### Données fournies ###

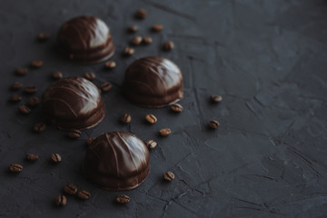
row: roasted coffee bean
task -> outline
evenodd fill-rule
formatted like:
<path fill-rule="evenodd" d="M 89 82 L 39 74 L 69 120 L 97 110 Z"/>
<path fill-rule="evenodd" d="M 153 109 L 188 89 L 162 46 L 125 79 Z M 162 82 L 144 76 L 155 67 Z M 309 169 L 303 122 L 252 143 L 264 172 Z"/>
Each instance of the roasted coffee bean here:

###

Recopiez ces lignes à l'identique pour l'ensemble des items, sans reprendre les images dans votre réponse.

▶ _Corrigé_:
row: roasted coffee bean
task -> outline
evenodd fill-rule
formatted like:
<path fill-rule="evenodd" d="M 89 82 L 39 74 L 69 120 L 97 110 Z"/>
<path fill-rule="evenodd" d="M 153 109 L 188 89 L 162 46 L 125 79 Z M 162 82 L 144 76 L 155 67 Z M 309 169 L 303 122 L 252 143 L 264 172 Z"/>
Each instance of the roasted coffee bean here:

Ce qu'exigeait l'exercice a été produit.